Records for the task.
— Start —
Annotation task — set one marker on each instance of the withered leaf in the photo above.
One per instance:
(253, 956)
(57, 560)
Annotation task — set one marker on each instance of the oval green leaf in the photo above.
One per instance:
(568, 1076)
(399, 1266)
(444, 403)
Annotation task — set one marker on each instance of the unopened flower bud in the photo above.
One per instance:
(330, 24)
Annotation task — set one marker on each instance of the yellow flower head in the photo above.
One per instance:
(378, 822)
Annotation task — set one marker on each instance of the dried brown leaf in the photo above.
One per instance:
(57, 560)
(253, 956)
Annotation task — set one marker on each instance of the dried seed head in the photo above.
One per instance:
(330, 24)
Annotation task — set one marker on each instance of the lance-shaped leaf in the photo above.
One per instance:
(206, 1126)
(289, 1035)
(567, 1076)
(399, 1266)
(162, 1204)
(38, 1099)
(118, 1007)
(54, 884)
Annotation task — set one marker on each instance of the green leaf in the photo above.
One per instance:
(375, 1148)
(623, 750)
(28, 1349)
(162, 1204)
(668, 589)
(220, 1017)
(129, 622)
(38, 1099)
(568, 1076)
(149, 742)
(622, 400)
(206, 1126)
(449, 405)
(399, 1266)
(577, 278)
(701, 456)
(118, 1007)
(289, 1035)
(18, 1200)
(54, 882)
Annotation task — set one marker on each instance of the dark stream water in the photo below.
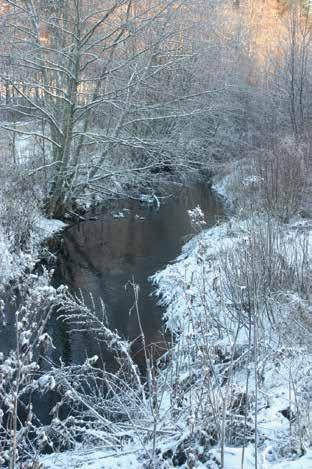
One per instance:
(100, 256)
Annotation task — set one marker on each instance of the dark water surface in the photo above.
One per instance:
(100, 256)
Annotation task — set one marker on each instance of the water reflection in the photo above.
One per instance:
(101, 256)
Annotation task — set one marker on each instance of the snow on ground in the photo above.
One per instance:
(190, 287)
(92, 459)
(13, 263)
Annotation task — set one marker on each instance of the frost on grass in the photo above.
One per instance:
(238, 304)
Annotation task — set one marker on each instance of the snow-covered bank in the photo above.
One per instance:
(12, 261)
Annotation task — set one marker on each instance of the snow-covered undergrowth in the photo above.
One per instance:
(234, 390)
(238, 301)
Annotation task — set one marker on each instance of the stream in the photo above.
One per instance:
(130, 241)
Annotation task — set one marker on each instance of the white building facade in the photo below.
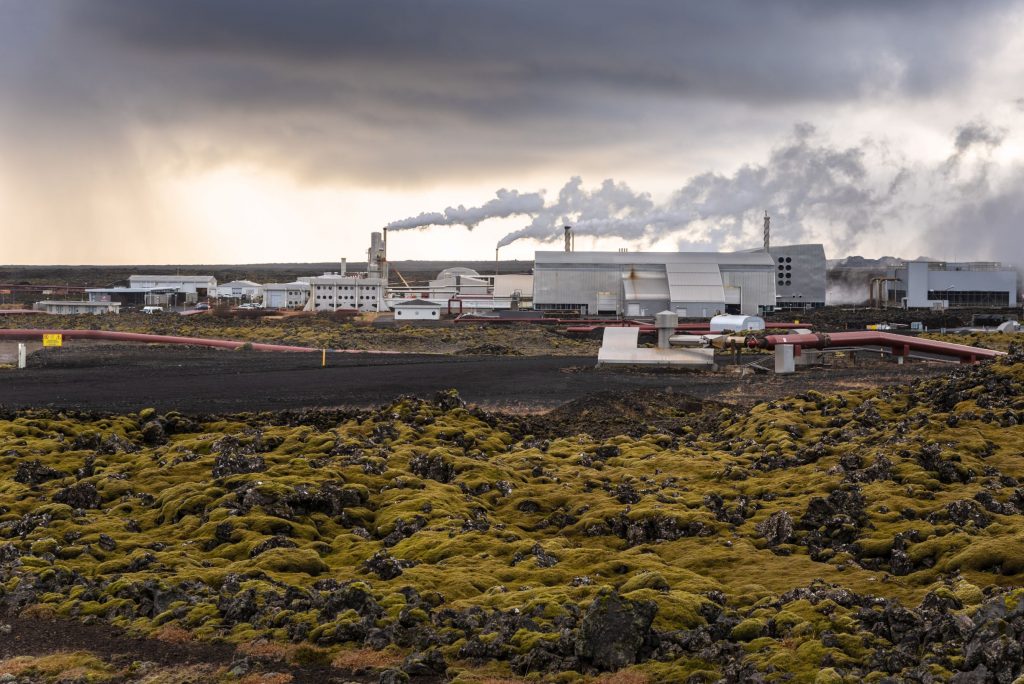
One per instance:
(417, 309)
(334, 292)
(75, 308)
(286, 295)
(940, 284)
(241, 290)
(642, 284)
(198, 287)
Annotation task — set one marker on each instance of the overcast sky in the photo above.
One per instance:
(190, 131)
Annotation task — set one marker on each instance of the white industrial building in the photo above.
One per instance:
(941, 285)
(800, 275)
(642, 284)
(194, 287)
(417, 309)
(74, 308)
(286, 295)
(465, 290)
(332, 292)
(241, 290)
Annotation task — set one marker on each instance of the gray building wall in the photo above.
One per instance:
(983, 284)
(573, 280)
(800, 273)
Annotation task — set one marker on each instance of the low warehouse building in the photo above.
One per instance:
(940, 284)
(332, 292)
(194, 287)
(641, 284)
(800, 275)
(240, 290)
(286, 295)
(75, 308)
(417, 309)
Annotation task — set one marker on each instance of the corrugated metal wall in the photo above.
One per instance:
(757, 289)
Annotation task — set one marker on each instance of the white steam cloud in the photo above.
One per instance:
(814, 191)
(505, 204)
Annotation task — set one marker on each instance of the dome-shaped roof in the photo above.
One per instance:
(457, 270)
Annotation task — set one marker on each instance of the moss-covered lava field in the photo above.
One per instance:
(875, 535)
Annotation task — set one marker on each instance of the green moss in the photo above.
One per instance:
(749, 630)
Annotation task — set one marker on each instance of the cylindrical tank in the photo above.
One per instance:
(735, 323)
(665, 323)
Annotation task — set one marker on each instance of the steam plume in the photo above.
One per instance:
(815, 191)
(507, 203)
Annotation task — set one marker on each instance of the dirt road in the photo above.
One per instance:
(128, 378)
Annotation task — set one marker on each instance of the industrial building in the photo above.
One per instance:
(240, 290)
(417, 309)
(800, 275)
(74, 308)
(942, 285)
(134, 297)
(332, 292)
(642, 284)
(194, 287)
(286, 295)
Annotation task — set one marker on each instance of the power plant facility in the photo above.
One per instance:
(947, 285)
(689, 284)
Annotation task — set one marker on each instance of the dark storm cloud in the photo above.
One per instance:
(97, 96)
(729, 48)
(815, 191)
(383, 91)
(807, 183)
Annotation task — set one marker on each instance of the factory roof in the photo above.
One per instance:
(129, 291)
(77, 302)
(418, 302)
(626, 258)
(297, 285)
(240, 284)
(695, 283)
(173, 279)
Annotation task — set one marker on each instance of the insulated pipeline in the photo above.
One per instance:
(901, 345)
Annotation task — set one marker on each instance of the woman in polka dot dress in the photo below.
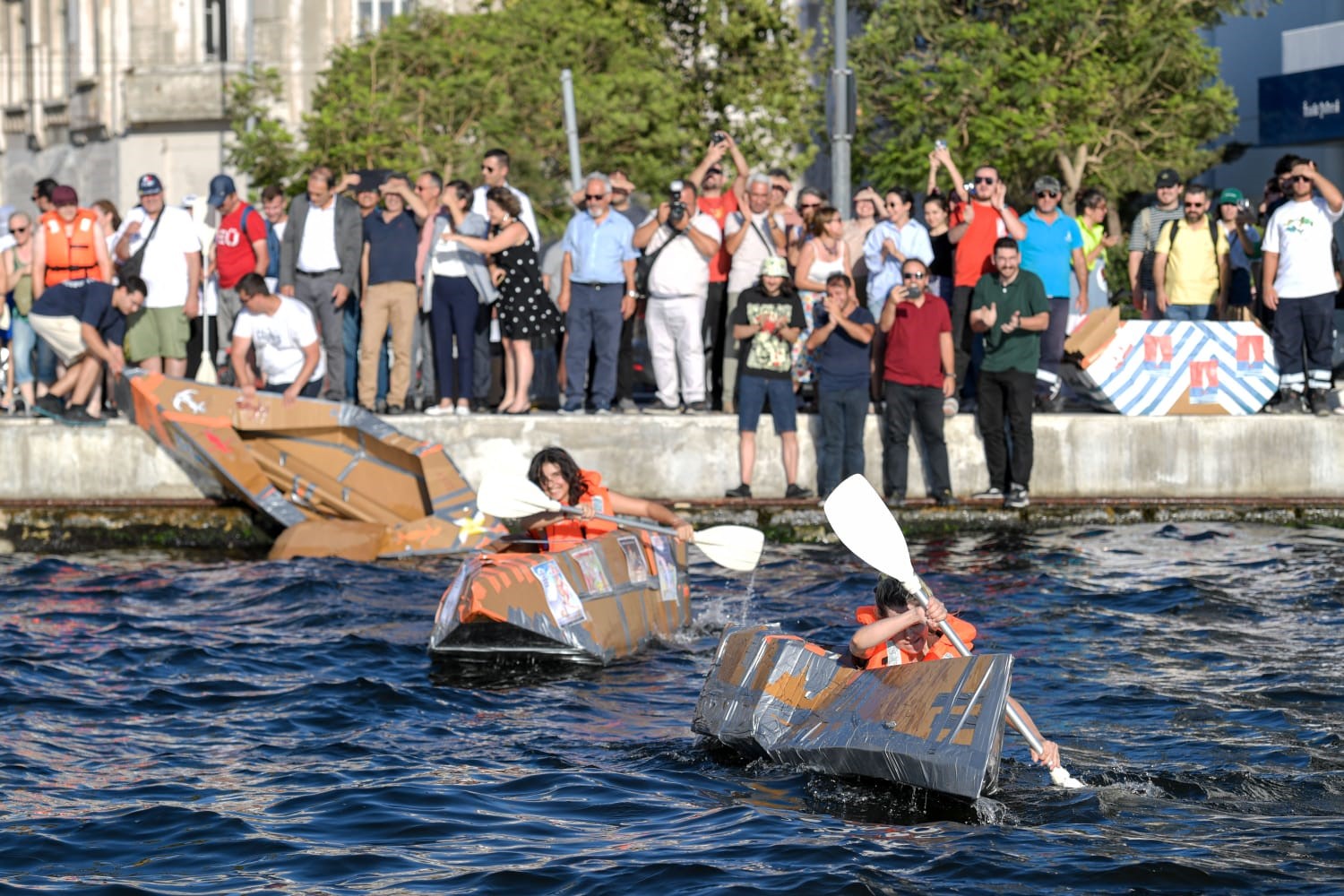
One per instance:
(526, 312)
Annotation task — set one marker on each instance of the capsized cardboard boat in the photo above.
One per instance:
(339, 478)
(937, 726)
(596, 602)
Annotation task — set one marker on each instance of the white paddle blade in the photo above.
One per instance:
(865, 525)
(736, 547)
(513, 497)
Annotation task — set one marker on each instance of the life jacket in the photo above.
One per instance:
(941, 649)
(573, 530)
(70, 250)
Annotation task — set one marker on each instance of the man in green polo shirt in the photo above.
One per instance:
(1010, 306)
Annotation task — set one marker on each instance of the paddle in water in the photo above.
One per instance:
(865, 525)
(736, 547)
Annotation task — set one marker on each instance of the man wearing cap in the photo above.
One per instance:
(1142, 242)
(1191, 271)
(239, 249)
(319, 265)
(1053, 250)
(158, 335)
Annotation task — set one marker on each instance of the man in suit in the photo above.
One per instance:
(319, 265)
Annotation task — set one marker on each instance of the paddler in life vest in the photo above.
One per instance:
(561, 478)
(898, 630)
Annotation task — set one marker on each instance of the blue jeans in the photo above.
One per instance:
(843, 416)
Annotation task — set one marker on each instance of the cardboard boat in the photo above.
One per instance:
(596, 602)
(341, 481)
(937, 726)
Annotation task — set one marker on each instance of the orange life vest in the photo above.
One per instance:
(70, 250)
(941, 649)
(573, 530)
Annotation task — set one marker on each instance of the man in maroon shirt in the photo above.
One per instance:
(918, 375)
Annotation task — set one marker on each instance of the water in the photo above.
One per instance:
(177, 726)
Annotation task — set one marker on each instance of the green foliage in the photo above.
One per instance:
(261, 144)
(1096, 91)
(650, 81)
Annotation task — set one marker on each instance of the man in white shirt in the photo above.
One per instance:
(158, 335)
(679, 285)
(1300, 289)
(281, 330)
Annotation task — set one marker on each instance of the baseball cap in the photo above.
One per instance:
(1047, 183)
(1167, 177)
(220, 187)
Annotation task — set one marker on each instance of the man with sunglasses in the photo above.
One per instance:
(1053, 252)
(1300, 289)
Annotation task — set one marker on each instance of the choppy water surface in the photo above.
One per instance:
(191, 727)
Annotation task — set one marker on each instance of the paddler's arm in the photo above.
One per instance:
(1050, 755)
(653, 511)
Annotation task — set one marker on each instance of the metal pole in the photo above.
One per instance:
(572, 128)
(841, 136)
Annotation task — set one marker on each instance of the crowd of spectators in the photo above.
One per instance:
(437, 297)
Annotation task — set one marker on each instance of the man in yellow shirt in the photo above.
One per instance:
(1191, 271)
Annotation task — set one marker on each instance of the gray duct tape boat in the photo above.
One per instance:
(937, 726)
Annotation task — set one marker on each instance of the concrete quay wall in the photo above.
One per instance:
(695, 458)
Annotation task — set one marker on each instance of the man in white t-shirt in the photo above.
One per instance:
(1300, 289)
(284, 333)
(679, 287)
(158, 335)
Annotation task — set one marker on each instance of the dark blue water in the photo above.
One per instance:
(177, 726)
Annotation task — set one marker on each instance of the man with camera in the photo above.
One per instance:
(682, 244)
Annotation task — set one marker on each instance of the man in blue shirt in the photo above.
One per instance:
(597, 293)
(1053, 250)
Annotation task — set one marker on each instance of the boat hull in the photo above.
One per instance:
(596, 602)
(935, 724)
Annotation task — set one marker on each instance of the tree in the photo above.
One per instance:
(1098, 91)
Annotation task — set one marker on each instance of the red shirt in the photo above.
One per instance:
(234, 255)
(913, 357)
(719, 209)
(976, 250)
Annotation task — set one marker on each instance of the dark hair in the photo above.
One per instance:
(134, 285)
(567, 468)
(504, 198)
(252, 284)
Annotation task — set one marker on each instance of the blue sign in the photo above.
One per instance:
— End —
Starting from the line containing "tree in the photo above.", repeat each line through the end of the entries, exactly.

Expected answer.
Annotation task — set one marker on each instance of the tree in the photo above.
One per instance:
(1098, 91)
Annotation task — set one marker on each instance of the red shirt in the photo above.
One per instance:
(234, 255)
(913, 357)
(719, 209)
(976, 250)
Annotation task — set one marker on each instance of the dark hair in the photo above.
One per instance:
(134, 285)
(567, 468)
(504, 198)
(252, 284)
Annotation task — set one marker on each instance of the blue sign in the photo above.
One per instance:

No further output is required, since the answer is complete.